### Instruction
Reproduce, character for character, the rows below that run from the line containing "Would you kindly point to the juniper" through the line containing "<point>70,51</point>", with both of those lines included.

### Recorded data
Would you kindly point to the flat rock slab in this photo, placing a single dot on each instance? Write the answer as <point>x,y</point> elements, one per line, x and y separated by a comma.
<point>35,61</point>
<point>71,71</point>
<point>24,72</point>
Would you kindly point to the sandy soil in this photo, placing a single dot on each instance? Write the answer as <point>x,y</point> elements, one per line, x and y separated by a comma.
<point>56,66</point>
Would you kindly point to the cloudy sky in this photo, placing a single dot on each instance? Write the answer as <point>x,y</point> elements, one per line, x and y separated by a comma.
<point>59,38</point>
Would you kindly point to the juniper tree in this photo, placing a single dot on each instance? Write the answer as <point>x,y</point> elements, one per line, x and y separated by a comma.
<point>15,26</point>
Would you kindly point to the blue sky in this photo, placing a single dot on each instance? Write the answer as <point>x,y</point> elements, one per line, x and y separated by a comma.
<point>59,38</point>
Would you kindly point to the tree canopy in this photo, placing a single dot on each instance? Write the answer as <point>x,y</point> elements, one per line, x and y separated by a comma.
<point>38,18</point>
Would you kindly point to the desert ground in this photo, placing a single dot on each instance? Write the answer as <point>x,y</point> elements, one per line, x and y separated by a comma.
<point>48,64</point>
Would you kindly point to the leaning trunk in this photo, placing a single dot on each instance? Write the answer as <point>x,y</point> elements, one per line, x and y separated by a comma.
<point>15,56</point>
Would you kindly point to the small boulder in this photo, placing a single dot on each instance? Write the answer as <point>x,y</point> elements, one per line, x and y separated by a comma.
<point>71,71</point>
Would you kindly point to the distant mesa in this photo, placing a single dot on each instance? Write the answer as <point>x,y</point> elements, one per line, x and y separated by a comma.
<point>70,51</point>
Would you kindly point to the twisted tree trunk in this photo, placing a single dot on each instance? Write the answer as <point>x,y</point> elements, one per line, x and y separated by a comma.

* * *

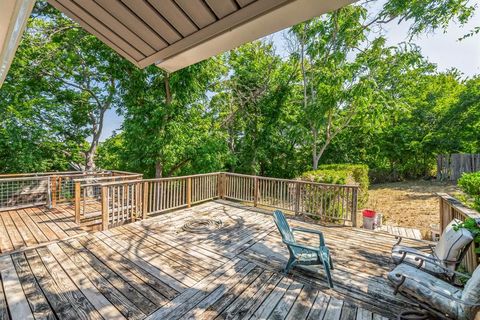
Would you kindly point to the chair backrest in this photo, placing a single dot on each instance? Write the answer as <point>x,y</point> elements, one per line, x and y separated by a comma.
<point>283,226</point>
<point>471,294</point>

### Answer for the task
Would you kindly point to the juniper tree in this photo, placing a single dot on each instance? Write the answer as <point>x,y</point> elements, one per line, x and y separated by a comma.
<point>15,26</point>
Would you kindly point to the blue sky in this photo, placing a single dot on each instance? Write the answer as <point>x,y</point> elements, one per line, x and y separated by a comma.
<point>59,38</point>
Would you kindly point to the tree canopy in this photo, placing a single dot on each instance? Write the answer as <point>x,y</point> elements, one per line, x and y separated by a comma.
<point>38,18</point>
Would you kindly point to the desert ground in this photo, placing a single dot on each instance? Write the answer as <point>x,y</point> elements, one per line, x and y separated by a comma.
<point>48,64</point>
Would you kindly point to the leaning trunk in this photo, placing a single dot on each instance? Write the answer as <point>x,y</point> elements, one per line, x and y separated by a comma.
<point>15,56</point>
Would you kindly point to the small boulder in this photo, placing a single dot on each instance? Write the answer as <point>x,y</point> elements, one per line, x and y separated by a comma.
<point>71,71</point>
Would you kindly point to the distant mesa in this photo, placing a single dot on each instance? Write the answer as <point>x,y</point> elements, one per line, x and y separated by a comma.
<point>70,51</point>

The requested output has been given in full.